To do:
Find the word "weathered" in the listing. Copy out each line where it occurs.

───── The data ─────

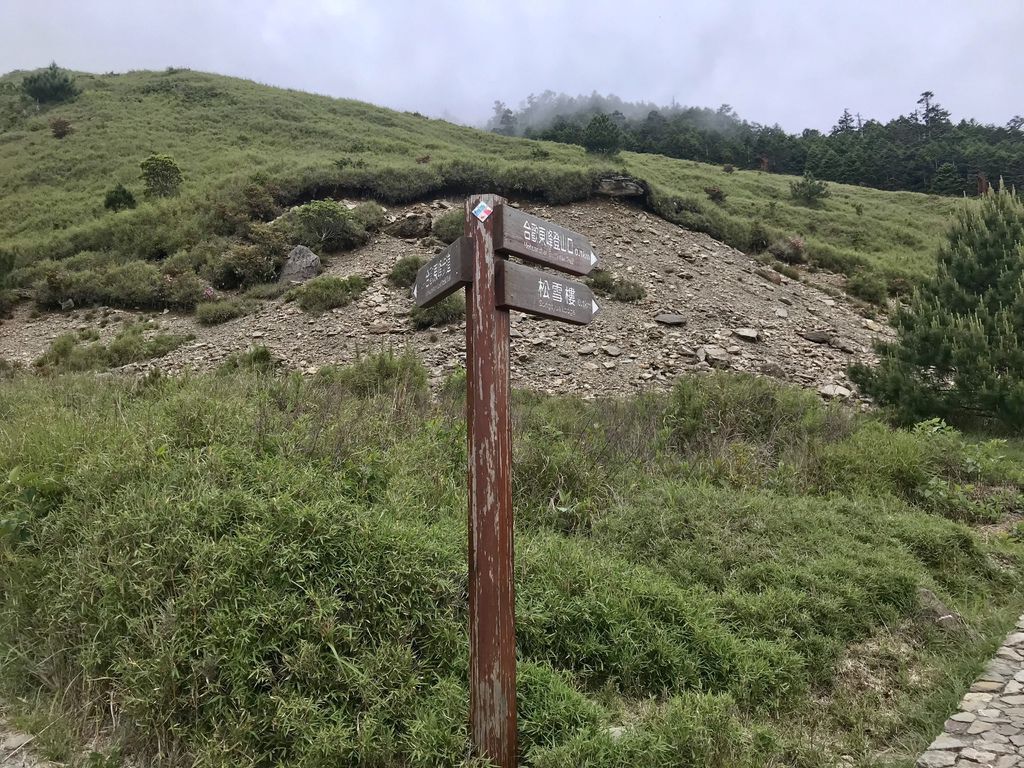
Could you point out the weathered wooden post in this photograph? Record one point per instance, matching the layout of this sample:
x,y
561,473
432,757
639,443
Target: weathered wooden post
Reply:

─────

Answer to this exercise:
Could you point out the weathered wooden post in this photograph? Record one point per instance, matching the layout of this sample:
Target: weathered wooden post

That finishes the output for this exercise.